Date: 12/04/2002 at 13:30:36
From: HydroJ
Subject: Dipstick problem...

This past week on the National Public Ratio radio program Car Talk, 
Tom and Ray Magliozzi got a call from Rich from Florida, who was 
actually on the road in Missouri. 

Here's how they state his intriguing mathematical conundrum: 

The gauge on his 18-wheeler is kaput. So he uses a dowel to measure 
the diesel in his tank - which just so happens to be cylinder-shaped 
and 20 inches in diameter, and which sits on its side. 

Now, any moron (that would be us) could tell Rich that his tank was 
half empty when the stick measured 10 inches of fuel. 

But when is the tank exactly three-quarters empty? Or a quarter empty? 

We tried, but got lost in the calculus. 
Thanks...

- Hydro


Date: 12/10/2002 at 23:18:49
From: Doctor Ian
Subject: Re: Dipstick problem...

Hi Hydro,



Looking at the tank from the side, we see a circle:


                *   *          |
            *           *      |  h
                               |
         A.................B   |
                                  
        *         C         *  

         *                 *

            *           *
                *   *
                
                
What we'd like to do is find h such that the area above the chord AB 
is some fraction of the total area, so that we can make an appropriate 
mark on the dipstick. 

Our FAQ on segments of circles,

   http://mathforum.org/dr.math/faq/faq.circle.segment.html  
    
explains how to take any two of the standard attributes of a segment 
and use them to find all the others.  

Case 13 tells how to proceed when we know the radius (r) of the circle 
and the central angle (theta) the subtends the segment. Of course we 
don't know theta yet, but it will be useful to pretend for a moment 
that we do. 

(In the illustration above, theta is the angle ACB.) 

The area of the segment is given by
  
        theta - sin(theta)
    r^2 ------------------
              2

In the general case, we would like for the area of the segment to be 
some fraction a/b of the area of the entire circle. For illustrative 
purposes, let's set a/b equal to 1/4. 

Now we can set the area of the segment equal to 1/4 the area of the 
entire circle:

      theta - sin(theta)   pi r^2
  r^2 ------------------ = ------
             2               4  

We can cancel r^2 from both sides to get 

      theta - sin(theta)    pi 
      ------------------ = ----
             2              4

and multiply both sides by 2 to get 

                            pi
      theta - sin(theta) = ----  (approximately 1.57)

*Set exercise 1*:
In the dipstick problem thread, what is the diameter of the fuel tank?
*Set exercise 2*:
Continue the dipstick problem thread from the point where it stops.

*Supplied data*:
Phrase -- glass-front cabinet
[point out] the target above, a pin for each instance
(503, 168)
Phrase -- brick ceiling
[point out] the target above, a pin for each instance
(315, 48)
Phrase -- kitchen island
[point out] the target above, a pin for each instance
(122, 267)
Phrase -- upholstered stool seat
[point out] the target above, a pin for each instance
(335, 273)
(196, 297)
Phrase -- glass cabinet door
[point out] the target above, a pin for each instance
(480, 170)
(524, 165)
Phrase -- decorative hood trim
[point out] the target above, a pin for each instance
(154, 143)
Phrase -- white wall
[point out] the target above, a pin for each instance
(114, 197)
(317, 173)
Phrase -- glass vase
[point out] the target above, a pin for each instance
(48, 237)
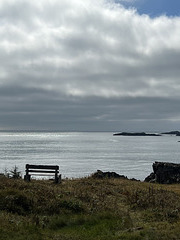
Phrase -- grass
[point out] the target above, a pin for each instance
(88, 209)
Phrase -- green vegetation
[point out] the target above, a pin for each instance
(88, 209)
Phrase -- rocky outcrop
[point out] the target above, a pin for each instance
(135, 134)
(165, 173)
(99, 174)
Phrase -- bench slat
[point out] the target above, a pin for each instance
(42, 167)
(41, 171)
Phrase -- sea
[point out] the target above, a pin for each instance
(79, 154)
==
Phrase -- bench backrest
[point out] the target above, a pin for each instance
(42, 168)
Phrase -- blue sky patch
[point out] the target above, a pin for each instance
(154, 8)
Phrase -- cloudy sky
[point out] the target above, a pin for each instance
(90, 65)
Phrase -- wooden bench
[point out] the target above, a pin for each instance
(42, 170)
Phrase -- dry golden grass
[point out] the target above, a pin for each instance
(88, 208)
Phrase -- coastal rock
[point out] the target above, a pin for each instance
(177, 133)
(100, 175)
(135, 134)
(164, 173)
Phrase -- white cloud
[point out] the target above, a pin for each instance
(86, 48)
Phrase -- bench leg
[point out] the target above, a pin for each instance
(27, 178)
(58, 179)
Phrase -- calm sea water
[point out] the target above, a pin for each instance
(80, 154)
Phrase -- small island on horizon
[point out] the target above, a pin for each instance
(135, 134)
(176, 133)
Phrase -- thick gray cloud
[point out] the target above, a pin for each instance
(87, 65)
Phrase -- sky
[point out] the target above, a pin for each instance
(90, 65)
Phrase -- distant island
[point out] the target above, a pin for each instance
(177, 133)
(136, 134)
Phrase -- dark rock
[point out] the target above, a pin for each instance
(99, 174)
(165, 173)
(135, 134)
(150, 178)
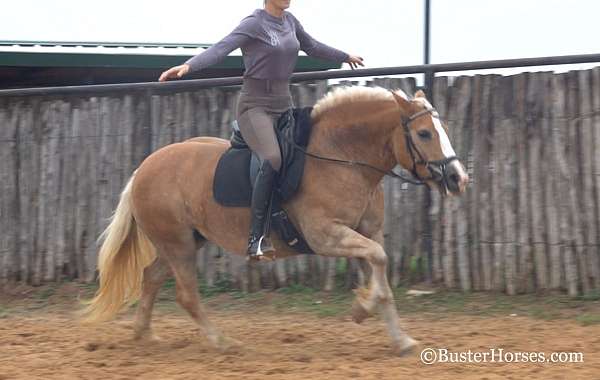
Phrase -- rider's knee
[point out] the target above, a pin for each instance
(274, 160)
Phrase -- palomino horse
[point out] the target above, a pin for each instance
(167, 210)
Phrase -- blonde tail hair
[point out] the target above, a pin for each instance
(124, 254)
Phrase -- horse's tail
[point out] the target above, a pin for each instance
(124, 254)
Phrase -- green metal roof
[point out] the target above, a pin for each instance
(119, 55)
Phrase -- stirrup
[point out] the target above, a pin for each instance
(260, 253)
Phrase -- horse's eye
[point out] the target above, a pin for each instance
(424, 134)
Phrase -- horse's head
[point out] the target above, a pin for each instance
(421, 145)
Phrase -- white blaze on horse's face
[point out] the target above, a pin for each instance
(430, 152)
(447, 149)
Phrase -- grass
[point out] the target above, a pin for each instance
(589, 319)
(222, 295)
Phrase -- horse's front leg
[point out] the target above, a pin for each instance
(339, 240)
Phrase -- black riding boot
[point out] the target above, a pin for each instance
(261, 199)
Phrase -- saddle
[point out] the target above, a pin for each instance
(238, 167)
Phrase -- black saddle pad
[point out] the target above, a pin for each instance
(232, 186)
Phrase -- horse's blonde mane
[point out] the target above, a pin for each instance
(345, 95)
...
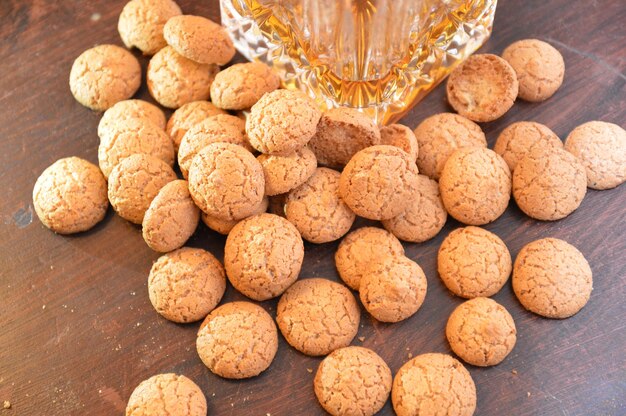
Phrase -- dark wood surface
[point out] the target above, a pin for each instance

*Task answer 1*:
20 inches.

*Task answer 2*:
                            2
                             
Note that pi/2 radians is 90 degrees, so theta is going to be larger 
than 90 degrees. How much larger? Could it be 120 degrees? That gives 
us

  2 pi/3 - sin(2 pi/3) = 2.09 - 0.87

                       = 1.22
                       
                       
which is a little low. How about 150 degrees? That gives us

  5 pi/6 - sin(5 pi/6) = 2.62 - 0.5

                       = 2.12
                       
which is a little high. So it's somewhere between 120 and 150 degrees, 
and you can narrow this down as precisely as you want by guessing. (If 
you're in a hurry, you can use the numerical method described at the 
bottom of the FAQ on segments of circles to make more efficient 
guesses.)

A little fooling around with a spreadsheet says that 132.3 degrees is 
pretty close to the actual value. 

In any case, suppose we find the value of theta that makes the area of 
the segment equal to 1/4 (or any other fraction) of the area of the 
circle. Then what?  

Back to Case 13:

   h = r - r cos(theta/2)
   
     = r(1 - cos(theta/2))
     
     = r(1 - cos(132.3/2))
     
     = r(1 - 0.404)

or about 6/10 the radius of the tank.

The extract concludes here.